POJ3717 Decrypt the Dragon Scroll

Description

Those who have see the film of "Kong Fu Panda" must be impressive when Po opens the dragon scroll, because nothing was recorded on it! Po was surprising at the situation; Tai Lung and Master Shifu were also surprising since no body believes that the mystic dragon scroll is just a blank paper. After Tai Lung was defeated, Po found Master Wugui’s Diary and know that the dragon scroll recorded some messages long long years ago, but these messages were blurred due to abrasions. Master Wugui has copied these blurred messages and he wants someone to recover these messages. The messages has a specific length, and each position could be digit, '?' or ','. It is known that each message recorded some strictly increasing positive integers (without leading zeroes) separated by commas and Po is asked to recover these numbers.

Input

There are multiple test cases. Each test case contains string in a line represented. The length of the string will not exceed \(500\). The format is shown in the sample input.

Output

If the message has no appropriate solution, print "impossible", else print the decrypted message. If there exists multiple solutions, output the one whose first number is the smallest; if there is a tie, output the one whose second number is the smallest; and so on.

Sample Input

?,10,?????????????????,16,??

?2?5??7?,??

???????????????????????????????,???

Sample Output

impossible

12,50,70,71

1,2,3,4,5,6,7,8,9,10,11,100,101,102

这个题目dp应该很好想，然后就是难得写。

=== 任务要求 ===
A. 列出题面描述部分提到的所有人物名字。
B. 根据题面，卷轴上的信息为什么需要有人来恢复？
C. 题面规定输入字符串的长度最多是多少？
后面的各行在作答时用不到。

=== 原始资料 ===
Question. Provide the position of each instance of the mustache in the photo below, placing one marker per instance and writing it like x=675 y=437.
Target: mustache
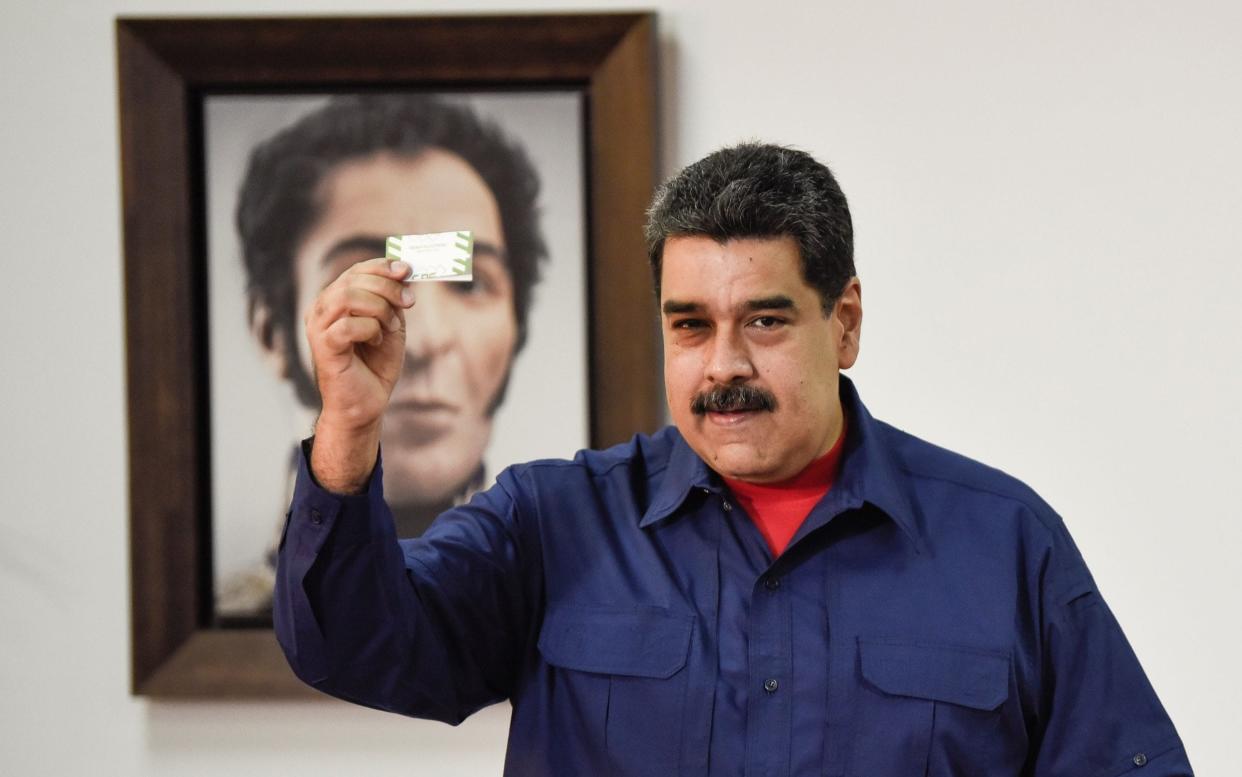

=== 各题答案 ===
A. Po、Tai Lung、Master Shifu、Master Wugui。

B. 龙卷轴很久以前记录过一些信息，但因磨损而变得模糊。Master Wugui 抄下了这些模糊的信息，想找人把它们恢复出来。

C. 不超过 500。